» **Description de la tâche**: Poursuivez l'extrait consacré à l'épisode de la caverne de Montesinos dans Don Quichotte en reprenant juste après sa dernière phrase.
---------- Extrait
Se gratter la tête (annexe du billet du 8 juin : « Petits gestes »)


Le chapitre XXII de la deuxième partie de Don Quichotte s’intitule : « Où l’on conte la grande aventure de la caverne de Montesinos, qui est au cœur de la Manche, heureusement couronnée de succès par le valeureux don Quichotte de la Manche ». Cette parodie de plongée initiatique du héros dans les entrailles de sa terre est un des passages les plus oniriques et les plus mystérieux du roman.

Don Quichotte et Sancho sont guidés vers la caverne de Montesinos par le cousin d’un licencié qui leur raconte qu’à la manière d’Ovide et en style burlesque il a écrit des livres sur l’origine de diverses choses comme la Giralda de Séville ou la Sierra Morena. Il y explique aussi quel fut le premier homme à contracter un catarrhe, ou qui le premier fut frotté de pommade pour guérir du « mal français » (syphilis). Sancho, « qui avait été fort attentif au discours du cousin », le questionne comme un oracle : “Sauriez-vous me dire  ̶  mais bien sûr vous le saurez car vous savez tout  ̶  qui se gratta le premier la tête ? Je tiens pour moi que ce dut être notre père Adam.” Le cousin acquiesce doctement : Adam étant un homme, il avait une tête et des cheveux et devait se gratter quelquefois.
--------------------
---------- Entrées
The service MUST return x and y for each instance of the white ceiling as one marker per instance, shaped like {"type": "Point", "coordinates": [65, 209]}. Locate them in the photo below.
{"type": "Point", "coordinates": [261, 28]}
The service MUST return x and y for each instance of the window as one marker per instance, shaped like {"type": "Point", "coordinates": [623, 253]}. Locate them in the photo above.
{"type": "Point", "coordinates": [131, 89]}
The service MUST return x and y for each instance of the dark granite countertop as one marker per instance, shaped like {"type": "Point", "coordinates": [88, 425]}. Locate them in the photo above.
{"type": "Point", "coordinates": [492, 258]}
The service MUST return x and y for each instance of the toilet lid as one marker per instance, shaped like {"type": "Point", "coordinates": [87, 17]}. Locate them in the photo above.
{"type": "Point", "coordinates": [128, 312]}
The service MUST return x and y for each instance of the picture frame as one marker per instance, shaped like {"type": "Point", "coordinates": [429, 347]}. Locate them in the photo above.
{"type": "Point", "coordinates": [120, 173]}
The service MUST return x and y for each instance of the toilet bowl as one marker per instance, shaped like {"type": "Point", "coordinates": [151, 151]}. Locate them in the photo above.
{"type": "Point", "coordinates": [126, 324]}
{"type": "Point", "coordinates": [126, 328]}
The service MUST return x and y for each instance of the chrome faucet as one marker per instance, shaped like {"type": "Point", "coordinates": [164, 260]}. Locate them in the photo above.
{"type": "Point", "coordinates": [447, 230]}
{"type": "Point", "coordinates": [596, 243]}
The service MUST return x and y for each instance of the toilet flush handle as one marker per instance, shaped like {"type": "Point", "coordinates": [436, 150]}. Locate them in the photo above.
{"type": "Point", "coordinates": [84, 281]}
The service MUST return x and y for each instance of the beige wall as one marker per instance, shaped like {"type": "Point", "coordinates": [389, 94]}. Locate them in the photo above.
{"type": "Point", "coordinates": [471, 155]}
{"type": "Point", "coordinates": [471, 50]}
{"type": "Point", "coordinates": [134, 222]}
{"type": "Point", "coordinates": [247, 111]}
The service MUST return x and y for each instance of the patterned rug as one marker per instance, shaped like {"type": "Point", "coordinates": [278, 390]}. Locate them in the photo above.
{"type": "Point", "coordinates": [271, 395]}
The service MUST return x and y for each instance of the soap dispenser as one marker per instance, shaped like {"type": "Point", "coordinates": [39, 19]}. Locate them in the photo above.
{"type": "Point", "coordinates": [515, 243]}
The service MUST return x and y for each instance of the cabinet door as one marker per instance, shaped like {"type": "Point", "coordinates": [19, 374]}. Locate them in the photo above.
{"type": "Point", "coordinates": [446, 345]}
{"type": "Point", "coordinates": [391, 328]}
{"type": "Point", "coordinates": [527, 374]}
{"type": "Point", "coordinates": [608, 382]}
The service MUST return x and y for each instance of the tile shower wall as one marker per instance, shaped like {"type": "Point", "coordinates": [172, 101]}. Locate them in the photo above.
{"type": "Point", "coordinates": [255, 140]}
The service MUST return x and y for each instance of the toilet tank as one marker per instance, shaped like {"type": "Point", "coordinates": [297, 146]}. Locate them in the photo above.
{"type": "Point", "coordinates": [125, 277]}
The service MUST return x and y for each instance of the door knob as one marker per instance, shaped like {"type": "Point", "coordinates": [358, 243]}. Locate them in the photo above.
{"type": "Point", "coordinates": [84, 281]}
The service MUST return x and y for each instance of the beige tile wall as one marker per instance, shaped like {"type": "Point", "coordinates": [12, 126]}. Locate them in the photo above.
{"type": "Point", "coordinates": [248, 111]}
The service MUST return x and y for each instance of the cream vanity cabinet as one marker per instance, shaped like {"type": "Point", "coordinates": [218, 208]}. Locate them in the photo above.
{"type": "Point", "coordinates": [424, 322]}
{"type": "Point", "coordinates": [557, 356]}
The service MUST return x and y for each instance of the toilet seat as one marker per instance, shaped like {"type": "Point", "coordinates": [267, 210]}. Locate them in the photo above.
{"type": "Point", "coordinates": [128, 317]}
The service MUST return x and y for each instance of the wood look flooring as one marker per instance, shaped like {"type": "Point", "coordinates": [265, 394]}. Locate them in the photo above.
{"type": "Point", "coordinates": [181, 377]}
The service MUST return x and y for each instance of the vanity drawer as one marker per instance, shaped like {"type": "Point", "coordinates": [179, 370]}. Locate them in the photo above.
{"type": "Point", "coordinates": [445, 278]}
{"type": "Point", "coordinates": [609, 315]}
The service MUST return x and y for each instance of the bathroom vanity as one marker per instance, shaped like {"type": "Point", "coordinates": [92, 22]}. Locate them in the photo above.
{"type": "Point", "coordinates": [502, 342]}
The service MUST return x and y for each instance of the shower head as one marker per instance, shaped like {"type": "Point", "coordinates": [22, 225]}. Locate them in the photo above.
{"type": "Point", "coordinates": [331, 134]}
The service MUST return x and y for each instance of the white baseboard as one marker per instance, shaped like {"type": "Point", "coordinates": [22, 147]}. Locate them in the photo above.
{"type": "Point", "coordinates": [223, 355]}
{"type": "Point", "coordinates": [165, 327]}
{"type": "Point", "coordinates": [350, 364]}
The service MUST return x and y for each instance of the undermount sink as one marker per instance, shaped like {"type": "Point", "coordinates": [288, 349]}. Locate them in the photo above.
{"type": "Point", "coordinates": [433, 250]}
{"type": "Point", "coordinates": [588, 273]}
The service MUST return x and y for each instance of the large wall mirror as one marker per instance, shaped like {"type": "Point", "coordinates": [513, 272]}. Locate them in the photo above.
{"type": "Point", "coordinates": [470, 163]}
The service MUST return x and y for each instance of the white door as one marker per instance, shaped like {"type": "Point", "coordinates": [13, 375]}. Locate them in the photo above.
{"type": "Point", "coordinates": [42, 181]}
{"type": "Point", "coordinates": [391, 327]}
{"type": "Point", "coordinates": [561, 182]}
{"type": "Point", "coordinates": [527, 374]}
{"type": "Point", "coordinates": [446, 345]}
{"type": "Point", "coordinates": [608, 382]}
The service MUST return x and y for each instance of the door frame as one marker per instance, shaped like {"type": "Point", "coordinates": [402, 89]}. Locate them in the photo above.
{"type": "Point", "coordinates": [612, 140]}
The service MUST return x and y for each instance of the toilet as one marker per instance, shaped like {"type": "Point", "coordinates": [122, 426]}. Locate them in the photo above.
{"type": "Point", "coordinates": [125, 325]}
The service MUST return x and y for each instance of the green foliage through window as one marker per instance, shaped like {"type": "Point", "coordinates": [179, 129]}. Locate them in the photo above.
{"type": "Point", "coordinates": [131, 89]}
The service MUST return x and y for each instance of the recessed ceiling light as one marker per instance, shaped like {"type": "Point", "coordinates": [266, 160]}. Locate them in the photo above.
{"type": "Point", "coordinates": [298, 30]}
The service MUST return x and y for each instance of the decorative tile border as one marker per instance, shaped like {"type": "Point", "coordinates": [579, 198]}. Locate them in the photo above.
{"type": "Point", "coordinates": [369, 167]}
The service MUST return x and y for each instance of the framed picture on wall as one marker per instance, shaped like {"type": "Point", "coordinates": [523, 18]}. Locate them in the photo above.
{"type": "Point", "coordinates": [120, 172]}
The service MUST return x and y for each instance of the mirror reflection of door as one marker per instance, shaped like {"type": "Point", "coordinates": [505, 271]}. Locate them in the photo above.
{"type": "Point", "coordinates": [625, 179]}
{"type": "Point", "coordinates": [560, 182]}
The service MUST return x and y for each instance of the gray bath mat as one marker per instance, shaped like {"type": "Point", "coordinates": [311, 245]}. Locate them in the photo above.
--------------------
» **Réponse**:
Au moment où le maître s’apprête à recevoir ses révélations inouïes au fond du gouffre l’écuyer obtient les siennes sur la route. Don Quichotte prend la chose de haut : “Il y a des gens qui se tourmentent pour savoir et vérifier des choses, lesquelles, une fois sues et vérifiées, ne font pas le profit d’une obole à l’intelligence et à la mémoire”. Et nous, quel sens donnerons-nous à cela ? Aucun, si ce n’est d’avoir avec Sancho la confirmation que se gratter la tête est un des gestes les plus foncièrement humains.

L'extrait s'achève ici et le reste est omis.